# Aim:
Pick up the forum thread on using Bunnings tiles over heat cord and continue it from the point where it stops.

# Text:
# bunnings tiles



## maddog-1979 (Sep 17, 2011)

for all those that like to use heat cord under slate tiles, i found these little guys today whilst doin my usual lap around bunnings lookin for anything that could be used in an enclosure,lol.....just under $6 a tile and each tile is 30x30 cm. they also interlock if you want to join a few together, and the heat cord fits in perfectly

working an absolute treat right now, will update if anything goes wrong

View attachment 218163
View attachment 218164
View attachment 218165


----------



## starr9 (Sep 17, 2011)

Nice!!! thankx 4 that! was just thinkn of trying to make my own some how so now its a trip 2 bunnings! My Bf will love that!


----------



## J-A-X (Sep 17, 2011)

I was there a couple of days ago hunting tiles for that exact purpose - heat cord panel, I didn't see THOSE though - spewing, were they near the indoor tiles or were they in the 'outdoor' section ? I might have to make another trip .... I like this idea a lot better


----------



## maddog-1979 (Sep 17, 2011)

i found these at the morphett vale bunnings, they were in the outside section with the paver tiles. has taken a while to heat up, but right now its sitting on 31 degrees, just a 25watt heat cord, no thermostat


----------



## leamos (Sep 17, 2011)

They sell 300 x 300mm indoor tiles at 95c each too (for sandwiching a heatmat between), not sure if you can buy those one individually or if you have to buy them by the box, is there anything you can't buy from bunnings, love that store hahaha


----------



## J-A-X (Sep 17, 2011)

I saw (and bought) the ceramic tiles, but I'll go tomorrow and find some of these ones instead


----------



## leamos (Sep 17, 2011)

jaxrtfm were you able to buy them individually or did you have to buy them by the box?


----------



## J-A-X (Sep 17, 2011)

Individual, $2.65ea They are 33cm square

I've just come back from bunnings and they had a couple of different ones as well as those you bought, they even have 4 small tiles on one grid, they had also had sandstone ones in both the larger single tile as well as the 4 smaller tiles. For my current project I got the 4 small sandstone ones on the grid, it still measures 29x 29cm but I can make use of the gaps in the tiles, and as a bonus they were only $2.65 on clearance! Thanks so much for the heads up, I don't know if anyone else found the info useful but I certainly have


----------



## mudgudgeon (Sep 25, 2011)

I grabbed one of these from bunnings too. I got a dark grey slate tile, I layed a 4metre 15watt heat cord under it, I layed it closer than what maddog has pictured, it was nice and easy to lay the cord under it and sits nice and flat.
At the moment it is running at about 35degrees


----------



## maddog-1979 (Sep 25, 2011)

yeah it's still pretty cold here in Radelaide, even tho the sun is shining...my tiles are sitting on about 30-32.....i could probably wrap the heat cord a bit tighter under the tile, but i think it's enough of a warm spot for now anyways


----------



## Brodie304 (Oct 12, 2011)

*50w heat cord*

Do you think a 50W heat cord will be ok to use with 2 tiles or would that be to mutch?

im in the middle of making a new tank out of my old pine wardrobe


----------



## maddog-1979 (Oct 12, 2011)

# Information provided:
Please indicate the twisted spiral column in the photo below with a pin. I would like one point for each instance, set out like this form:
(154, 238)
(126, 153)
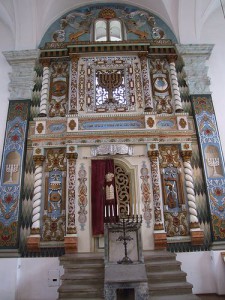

# Reply:
i guess it depends on how close you run the cord on itself, the ambient temp of the room and the size of the enclosure. in adelaide we're still not even averaging low 20's weather wise, my tiles are still sitting on low 30's with no thermostat and a 25w heat cord....if it's going to be floor mounted then 50w i would definatley use a thermostat just in case, top mounted should give off a good bit of heat like the radient heat panels...always test before you try with animals tho 

@Jaxtrfm...any new pics or updates on your enclosures ;-)


----------



## keggah (Oct 12, 2011)

im also in the middle of doing this and having no luck so far!

our tiles are 300 x 300 and 90 mm thick

We have a 9 metres at 80 watts and it still is not getting up to around 32 degrees!

any tips on how to get it hotter?


----------



## J-A-X (Oct 12, 2011)

the only way you'll know if a 50w is too much is to test it. (make sure you have doors & vents etc all in place and test it as if it had a resident) and dont think you have to somehow heat the whole enclosure, you only need to provide a toasty warm spot for snakie to digest and bask. the cool end of the tank can be 10c and it wont matter.




maddog-1979 said:


> @Jaxtrfm...any new pics or updates on your enclosures ;-)



Patience Grasshopper.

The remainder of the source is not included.